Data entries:
BEGIN
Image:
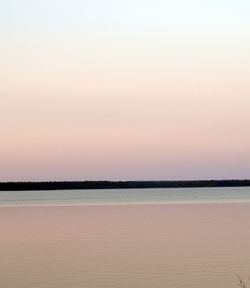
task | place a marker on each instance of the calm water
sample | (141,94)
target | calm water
(192,238)
(125,196)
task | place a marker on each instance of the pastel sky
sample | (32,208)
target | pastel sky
(109,89)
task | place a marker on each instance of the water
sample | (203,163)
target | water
(119,196)
(179,238)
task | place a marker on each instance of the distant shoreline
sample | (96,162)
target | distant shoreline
(73,185)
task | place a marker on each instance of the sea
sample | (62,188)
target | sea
(125,238)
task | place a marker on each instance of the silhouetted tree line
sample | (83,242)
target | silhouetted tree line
(16,186)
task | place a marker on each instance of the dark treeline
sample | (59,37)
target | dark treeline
(60,185)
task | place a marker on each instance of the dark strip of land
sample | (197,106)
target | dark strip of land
(69,185)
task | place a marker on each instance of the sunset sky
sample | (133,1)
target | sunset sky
(124,90)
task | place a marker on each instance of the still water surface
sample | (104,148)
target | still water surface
(119,196)
(192,238)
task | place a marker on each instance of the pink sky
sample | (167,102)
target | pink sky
(148,99)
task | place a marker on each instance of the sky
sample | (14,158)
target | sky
(124,90)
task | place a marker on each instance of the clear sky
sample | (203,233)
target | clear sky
(109,89)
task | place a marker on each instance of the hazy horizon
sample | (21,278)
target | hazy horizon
(124,90)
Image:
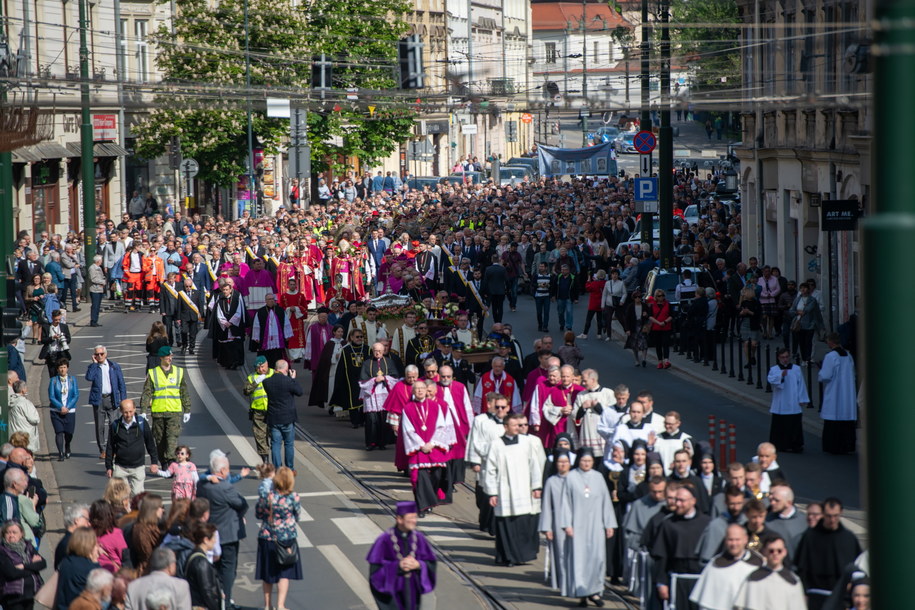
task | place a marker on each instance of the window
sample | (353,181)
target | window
(140,30)
(551,54)
(125,32)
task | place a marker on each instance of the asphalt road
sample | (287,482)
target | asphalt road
(347,492)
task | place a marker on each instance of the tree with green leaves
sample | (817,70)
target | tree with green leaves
(202,59)
(712,51)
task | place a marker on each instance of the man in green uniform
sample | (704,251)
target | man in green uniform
(254,388)
(166,397)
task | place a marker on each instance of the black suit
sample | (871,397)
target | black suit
(494,280)
(227,510)
(190,321)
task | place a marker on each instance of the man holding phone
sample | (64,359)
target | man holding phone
(105,395)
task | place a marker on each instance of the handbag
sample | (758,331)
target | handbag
(48,591)
(285,552)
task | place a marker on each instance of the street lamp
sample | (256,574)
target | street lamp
(730,180)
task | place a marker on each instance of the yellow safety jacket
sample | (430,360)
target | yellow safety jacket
(259,397)
(166,397)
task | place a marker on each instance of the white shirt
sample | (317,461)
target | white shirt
(106,379)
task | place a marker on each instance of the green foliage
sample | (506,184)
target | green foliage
(711,51)
(207,52)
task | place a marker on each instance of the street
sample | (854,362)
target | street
(348,493)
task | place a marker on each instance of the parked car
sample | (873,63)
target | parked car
(607,133)
(513,174)
(667,280)
(623,143)
(466,177)
(420,182)
(531,162)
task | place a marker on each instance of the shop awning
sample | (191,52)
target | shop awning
(39,152)
(99,149)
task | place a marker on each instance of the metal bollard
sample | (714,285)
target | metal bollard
(711,432)
(740,366)
(732,356)
(749,363)
(809,386)
(722,441)
(732,442)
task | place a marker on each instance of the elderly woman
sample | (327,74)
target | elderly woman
(63,394)
(24,415)
(20,568)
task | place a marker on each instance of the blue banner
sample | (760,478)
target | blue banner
(592,161)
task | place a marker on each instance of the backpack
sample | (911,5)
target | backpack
(141,423)
(183,548)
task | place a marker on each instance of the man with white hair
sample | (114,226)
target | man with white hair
(97,593)
(227,511)
(270,330)
(162,569)
(160,600)
(784,518)
(97,282)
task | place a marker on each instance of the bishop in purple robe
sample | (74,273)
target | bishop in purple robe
(402,565)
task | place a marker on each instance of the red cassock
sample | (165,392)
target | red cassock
(399,396)
(560,397)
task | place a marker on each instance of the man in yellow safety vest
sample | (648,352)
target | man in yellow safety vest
(166,397)
(254,388)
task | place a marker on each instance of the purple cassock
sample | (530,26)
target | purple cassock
(391,587)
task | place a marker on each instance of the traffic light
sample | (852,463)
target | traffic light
(12,327)
(321,72)
(410,57)
(174,153)
(511,131)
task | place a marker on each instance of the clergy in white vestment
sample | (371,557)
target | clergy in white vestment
(551,508)
(589,520)
(635,428)
(513,480)
(840,398)
(774,586)
(672,440)
(789,397)
(725,573)
(486,428)
(588,412)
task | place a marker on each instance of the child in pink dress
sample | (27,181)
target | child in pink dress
(184,473)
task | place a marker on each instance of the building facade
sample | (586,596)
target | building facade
(807,136)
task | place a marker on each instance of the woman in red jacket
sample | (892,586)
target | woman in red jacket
(661,328)
(595,289)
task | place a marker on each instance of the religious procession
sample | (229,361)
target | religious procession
(388,318)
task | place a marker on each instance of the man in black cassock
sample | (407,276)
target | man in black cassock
(823,553)
(419,347)
(381,368)
(675,548)
(349,371)
(227,325)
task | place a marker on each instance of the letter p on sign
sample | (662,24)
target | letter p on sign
(646,189)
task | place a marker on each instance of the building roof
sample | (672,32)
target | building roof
(559,15)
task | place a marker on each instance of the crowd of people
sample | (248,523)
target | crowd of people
(394,301)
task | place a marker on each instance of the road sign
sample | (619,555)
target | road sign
(645,165)
(190,167)
(644,142)
(646,189)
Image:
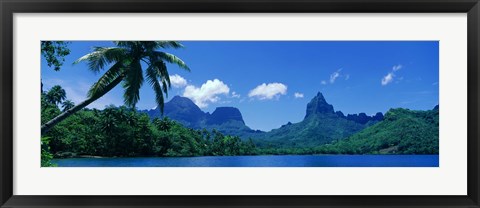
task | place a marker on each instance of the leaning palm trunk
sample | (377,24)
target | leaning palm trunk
(65,114)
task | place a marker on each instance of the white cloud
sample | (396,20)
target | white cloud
(268,91)
(207,93)
(177,81)
(235,95)
(298,95)
(397,67)
(334,76)
(387,79)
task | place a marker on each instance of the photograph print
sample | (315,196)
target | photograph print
(239,103)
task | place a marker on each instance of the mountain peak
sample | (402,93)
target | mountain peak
(318,105)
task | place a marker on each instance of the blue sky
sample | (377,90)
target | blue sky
(271,82)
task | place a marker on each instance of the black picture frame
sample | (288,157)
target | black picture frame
(10,7)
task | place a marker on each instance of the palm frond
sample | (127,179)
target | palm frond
(132,83)
(170,58)
(126,44)
(101,85)
(168,44)
(102,56)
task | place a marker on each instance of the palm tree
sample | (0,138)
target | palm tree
(67,104)
(126,60)
(56,95)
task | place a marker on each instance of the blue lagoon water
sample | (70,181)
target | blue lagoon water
(259,161)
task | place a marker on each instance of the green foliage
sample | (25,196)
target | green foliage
(123,132)
(46,156)
(54,52)
(401,132)
(312,131)
(56,95)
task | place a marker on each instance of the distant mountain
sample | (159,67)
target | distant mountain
(321,125)
(402,131)
(227,120)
END
_Action item_
Write out the records above exactly. Pictures do not belong in the copy.

_Exercise solution_
Image:
task | place a marker on each instance of the calm water
sample | (141,94)
target | calm water
(192,238)
(125,196)
task | place a marker on each instance of the pastel sky
sample | (32,208)
target | pastel sky
(109,89)
task | place a marker on each instance of the water
sample | (203,163)
target | water
(119,196)
(179,238)
task | place a marker on each instance of the distant shoreline
sample | (96,162)
target | distant shoreline
(73,185)
task | place a marker on each instance of the sea
sample | (62,188)
target | sea
(125,238)
task | place a marker on each instance of the silhouetted tree line
sample | (83,242)
target | silhouetted tree line
(16,186)
task | place a marker on each instance of the dark treeline
sample | (59,37)
target | dark treeline
(60,185)
task | place a marker on each instance of the dark strip of land
sample | (197,106)
target | dark strip of land
(69,185)
task | place a marker on each instance of the sunset sky
sample | (133,1)
target | sunset sky
(124,90)
task | place a marker on each instance of the still water surface
sample | (104,148)
target | still water surface
(119,196)
(192,238)
task | place a marker on each instance of the pink sky
sample | (167,102)
target | pink sky
(148,99)
task | place a marker on each instance of the sky
sample | (14,158)
target | sky
(124,90)
task | place a marker on each instance of the clear sky
sample | (203,233)
target | clear sky
(109,89)
task | place a marker on each instance of the hazy horizon
sample | (21,278)
target | hazy horizon
(124,90)
Image:
task | place a marker on each instance of the window
sample | (353,181)
target | window
(140,30)
(551,54)
(125,32)
task | place a marker on each instance of the asphalt road
sample | (287,482)
target | asphalt road
(347,492)
task | place a marker on each instance of the tree with green leaves
sample | (817,70)
target | tree with green leaves
(202,59)
(712,51)
task | place a marker on each instance of the man in green uniform
sample | (704,251)
target | man in green uniform
(254,388)
(166,397)
task | place a marker on each instance of the black suit
sample | (871,397)
target | black suit
(494,280)
(227,510)
(190,321)
task | place a marker on each instance of the man holding phone
sample | (64,359)
target | man holding phone
(105,395)
task | place a marker on each instance of the handbag
sample | (758,331)
target | handbag
(48,591)
(285,552)
task | place a marker on each instance of the street lamp
sample | (256,574)
target | street lamp
(730,180)
task | place a marker on each instance of the yellow safety jacket
sample | (430,360)
target | yellow safety jacket
(259,397)
(166,397)
task | place a marker on each instance of the white shirt
sample | (317,461)
target | white shirt
(106,379)
task | place a marker on each instance of the green foliage
sample | (506,184)
target | green foliage
(711,51)
(207,52)
task | place a marker on each instance of the street
sample | (854,362)
target | street
(348,493)
task | place a marker on each instance of the parked car
sample | (873,63)
target | parked car
(607,133)
(513,174)
(667,280)
(623,143)
(466,177)
(420,182)
(531,162)
task | place a marker on each instance of the shop awning
sample | (191,52)
target | shop awning
(39,152)
(99,149)
task | place a marker on each instance of the metal bollard
sample | (714,285)
target | metal bollard
(711,432)
(740,366)
(732,356)
(749,363)
(809,386)
(722,441)
(732,442)
task | place a marker on each instance of the elderly woman
sample | (327,74)
target | elderly woman
(63,394)
(24,415)
(20,568)
task | place a marker on each instance of the blue banner
sample | (760,478)
target | blue banner
(592,161)
task | place a marker on each instance of the backpack
sample | (911,5)
target | backpack
(141,423)
(183,548)
task | place a marker on each instance of the man with white hair
sample | (114,226)
target | man with white hair
(97,593)
(227,511)
(270,330)
(162,569)
(160,600)
(784,518)
(97,282)
task | place a marker on each instance of the bishop in purple robe
sample | (74,273)
target | bishop in purple robe
(402,565)
task | place a marker on each instance of the red cassock
sample | (165,392)
target | red cassock
(399,396)
(560,397)
task | place a marker on each instance of the man in yellow safety vest
sample | (648,352)
target | man in yellow safety vest
(166,397)
(254,388)
task | place a marker on each instance of the purple cassock
sample | (530,26)
target | purple cassock
(391,587)
task | place a marker on each instance of the traffic light
sample | (852,463)
target | traffic light
(12,327)
(321,72)
(410,57)
(174,153)
(511,131)
task | place a marker on each instance of the clergy in white vestment
sample | (371,557)
target | clergy in white vestment
(551,508)
(589,520)
(635,428)
(513,480)
(840,398)
(774,586)
(672,440)
(789,397)
(725,573)
(486,428)
(588,412)
task | place a marker on each instance of the child in pink dress
sample | (27,181)
target | child in pink dress
(184,473)
task | place a marker on each instance of the building facade
sample | (586,596)
target | building facade
(807,136)
task | place a marker on each instance of the woman in red jacket
sample | (892,586)
target | woman in red jacket
(661,328)
(595,289)
task | place a marker on each instance of the religious procession
sample | (229,361)
target | religious procession
(388,318)
task | place a marker on each instance of the man in black cassock
sample | (407,276)
target | man in black cassock
(823,553)
(419,347)
(381,368)
(675,548)
(349,371)
(227,325)
task | place a marker on each instance of the letter p on sign
sample | (662,24)
target | letter p on sign
(646,189)
task | place a marker on each instance of the building roof
sample | (672,32)
target | building roof
(559,15)
task | place a marker on each instance of the crowd of people
sample | (248,523)
target | crowd of people
(394,301)
task | place a marker on each instance of the road sign
sample | (619,555)
target | road sign
(645,165)
(190,167)
(644,142)
(646,189)
Image:
task | place a marker on each instance of the leaning palm trunk
sample | (377,24)
target | leaning palm trunk
(65,114)
task | place a marker on each instance of the white cloud
sample | (396,20)
target | white cloud
(268,91)
(207,93)
(177,81)
(235,95)
(298,95)
(397,67)
(334,76)
(387,79)
task | place a marker on each instance of the photograph print
sample | (315,196)
target | photograph print
(239,103)
task | place a marker on each instance of the mountain peak
sample | (402,93)
target | mountain peak
(318,105)
task | place a marker on each instance of the blue sky
sample | (377,90)
target | blue sky
(271,82)
task | place a marker on each instance of the black picture frame
sample | (288,157)
target | black picture frame
(10,7)
task | place a marker on each instance of the palm frond
sample | (127,179)
target | palm frond
(132,83)
(170,58)
(126,44)
(101,85)
(168,44)
(102,56)
task | place a marker on each instance of the palm tree
sample | (0,138)
target | palm tree
(67,104)
(126,60)
(56,95)
task | place a marker on each instance of the blue lagoon water
sample | (70,181)
target | blue lagoon water
(259,161)
task | place a marker on each instance of the green foliage
sample | (25,196)
target | green foliage
(123,132)
(46,156)
(54,52)
(401,132)
(312,131)
(56,95)
task | place a marker on each instance of the distant mountain
sample | (159,67)
target | distant mountain
(321,125)
(402,131)
(227,120)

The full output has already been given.